── Dataset rows

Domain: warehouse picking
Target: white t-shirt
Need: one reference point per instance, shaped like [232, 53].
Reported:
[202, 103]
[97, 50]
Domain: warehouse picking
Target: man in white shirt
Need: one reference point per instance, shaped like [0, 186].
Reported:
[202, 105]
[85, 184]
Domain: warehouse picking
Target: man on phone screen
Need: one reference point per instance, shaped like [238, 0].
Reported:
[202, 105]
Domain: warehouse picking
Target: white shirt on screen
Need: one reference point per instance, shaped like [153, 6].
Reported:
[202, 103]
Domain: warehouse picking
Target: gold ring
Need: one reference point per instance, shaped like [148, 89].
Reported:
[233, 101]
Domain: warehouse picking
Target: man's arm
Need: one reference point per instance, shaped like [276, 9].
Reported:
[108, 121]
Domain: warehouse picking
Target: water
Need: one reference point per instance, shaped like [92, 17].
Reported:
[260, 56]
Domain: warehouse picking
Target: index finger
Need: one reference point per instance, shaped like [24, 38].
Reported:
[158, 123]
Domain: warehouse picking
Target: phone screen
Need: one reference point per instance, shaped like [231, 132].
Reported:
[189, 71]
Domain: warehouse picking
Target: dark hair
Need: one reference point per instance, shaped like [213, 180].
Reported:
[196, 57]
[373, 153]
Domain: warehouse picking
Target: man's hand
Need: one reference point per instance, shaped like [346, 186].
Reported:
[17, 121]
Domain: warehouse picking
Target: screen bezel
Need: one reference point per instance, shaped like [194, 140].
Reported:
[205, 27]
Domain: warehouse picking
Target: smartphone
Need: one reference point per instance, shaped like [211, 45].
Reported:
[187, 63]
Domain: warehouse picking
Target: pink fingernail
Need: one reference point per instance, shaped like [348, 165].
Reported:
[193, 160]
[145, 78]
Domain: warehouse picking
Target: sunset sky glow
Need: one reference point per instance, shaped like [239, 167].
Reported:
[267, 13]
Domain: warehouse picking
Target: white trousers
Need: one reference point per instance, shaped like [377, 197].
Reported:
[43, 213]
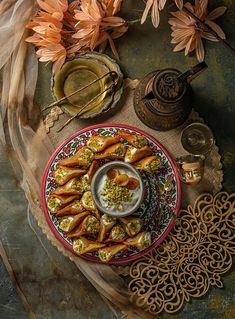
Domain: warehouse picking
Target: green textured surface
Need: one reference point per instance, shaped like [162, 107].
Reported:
[53, 286]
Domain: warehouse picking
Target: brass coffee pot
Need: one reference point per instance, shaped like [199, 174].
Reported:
[163, 99]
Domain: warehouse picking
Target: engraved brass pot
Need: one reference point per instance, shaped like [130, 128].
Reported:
[163, 99]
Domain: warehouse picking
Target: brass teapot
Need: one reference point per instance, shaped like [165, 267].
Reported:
[163, 99]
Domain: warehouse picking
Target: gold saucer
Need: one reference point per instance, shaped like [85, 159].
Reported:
[79, 73]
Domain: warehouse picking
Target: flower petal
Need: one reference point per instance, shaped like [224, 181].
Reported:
[216, 13]
[209, 36]
[161, 4]
[146, 10]
[179, 4]
[216, 28]
[155, 14]
[200, 52]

────

Stated problem. Omit any images, then output the listing exactly.

Solution to the problem.
Domain: warehouse picking
Target: white t-shirt
Need: one reference point per instance, shaped like [232, 53].
Reported:
[202, 103]
[97, 50]
Domain: warehouse picking
Target: man in white shirt
Need: one reference point per instance, shaped like [0, 186].
Reported:
[202, 105]
[85, 184]
Domain: warehouse picking
Target: man on phone screen
Need: one reference point per instance, shaped like [238, 0].
Reported:
[202, 105]
Domain: warehouse picking
Target: white shirt on screen
Need: one reference point per instance, shaped like [153, 6].
Reported:
[202, 103]
Domain: warehouse picking
Target: gold ring
Need: one reference point per instance, shaped like [148, 89].
Reported:
[233, 101]
Domain: warehouse picking
Target: man's arm
Need: one reference point per instance, shaped like [276, 9].
Reported:
[108, 121]
Domain: warehouse picking
Target: water
Need: one reference point per instance, shaped like [92, 17].
Reported:
[260, 56]
Domain: warehouse picking
Target: index finger
Need: one reference point per instance, shaped like [24, 38].
Reported:
[158, 123]
Domain: warehouse picking
Target: phone screen
Need: one reference point per instance, shaped like [231, 132].
Reported:
[189, 71]
Domain: warehouse picking
Target: dark hair
Need: one reference point per instance, shaped like [213, 180].
Reported:
[196, 57]
[373, 153]
Domain: warehouse picking
Target: man's hand
Need: one reference point per instance, shaped like [346, 186].
Reported:
[17, 121]
Domain: warehouse picking
Target: screen bezel
Need: one reference point per instance, shaped like [194, 140].
Reported:
[205, 27]
Domain: warehouse picking
Target: smartphone
Need: one reference point per instance, shaped like [211, 45].
Reported:
[187, 63]
Domain: warehouse picking
Target: pink fingernail
Need: one reference point per instance, shaped like [348, 165].
Reported:
[193, 160]
[145, 78]
Domain: warehouse picking
Target: sunset sky glow
Need: one reference point per instance, shaped like [239, 167].
Reported:
[267, 13]
Domain: warehouse picking
Target: white trousers
Need: one reference point per instance, shaped like [377, 197].
Reported:
[43, 213]
Domain: warehouse picking
Target: green textured surface
Need: one reference point per instance, shaped like [162, 107].
Reported:
[53, 286]
Domain: warehouse picking
Target: brass coffee pot
Need: one reference point per instance, shaped like [199, 174].
Reported:
[163, 99]
Domain: warehouse picking
Target: engraved brass pot
Need: one reference point per instance, shaped like [130, 128].
Reported:
[163, 99]
Domain: warehouse picking
Target: brass teapot
Need: one reference point per instance, shaped like [165, 267].
Reported:
[163, 99]
Domain: warehouse picking
Target: gold saucer
Need: one reference point per instance, shaped like [85, 159].
Reported:
[79, 73]
Domain: warehouse picking
Target: flower petal
Need: one reference point per instance, shaped like [224, 181].
Reported:
[216, 13]
[209, 36]
[161, 4]
[146, 10]
[179, 4]
[216, 28]
[155, 14]
[200, 52]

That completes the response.